**RECORDS PROVIDED:**
········

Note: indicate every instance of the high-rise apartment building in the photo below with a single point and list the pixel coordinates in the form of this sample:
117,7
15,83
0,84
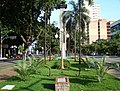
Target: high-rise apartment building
99,29
94,10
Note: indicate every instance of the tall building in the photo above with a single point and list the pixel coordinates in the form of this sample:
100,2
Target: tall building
99,29
94,10
115,27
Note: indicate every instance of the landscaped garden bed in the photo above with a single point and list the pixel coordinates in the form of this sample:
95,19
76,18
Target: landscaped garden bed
41,81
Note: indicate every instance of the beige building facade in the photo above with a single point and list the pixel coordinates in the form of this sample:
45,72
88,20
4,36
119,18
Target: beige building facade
99,29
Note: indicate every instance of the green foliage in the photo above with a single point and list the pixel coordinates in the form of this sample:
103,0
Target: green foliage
86,82
35,64
49,70
26,68
21,48
67,64
23,70
57,65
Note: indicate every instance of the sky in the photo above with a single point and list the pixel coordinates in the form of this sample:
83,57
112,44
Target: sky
109,9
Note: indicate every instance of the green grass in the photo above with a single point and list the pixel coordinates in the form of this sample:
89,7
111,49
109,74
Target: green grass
86,82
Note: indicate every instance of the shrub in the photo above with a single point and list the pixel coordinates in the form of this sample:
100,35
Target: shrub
23,70
35,64
58,64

········

**DIRECTIONS FOR THIS TASK:**
Copy out every line of the data in which the word "above" is found.

**EXERCISE ANSWER:**
Note: indicate every instance of the tall building in the photo above with a single point and list the pixel coordinates in the form of this sample:
Note: indicate every instance of the landscaped garden bed in the photo above with a single point and list the pixel coordinates in the form of this sample:
Note: indicate every instance of the beige building facade in the photo above with a single point and list the pixel coordinates in the form of this sample:
Note: indicate every instance of the green foliage in the photo above with a single point and list the pixel coordinates in the form of this sample:
Note: indicate every instance of the sky in the photo above with a single point and list the pixel coordinates in the form of this sample:
Note: indicate every instance of the green grass in the photo above with a single point and list the pixel coordinates in the form of this sample:
Note: indicate every instance of the shrub in the photo above with a single point and list the pixel coordinates in the form of this sample:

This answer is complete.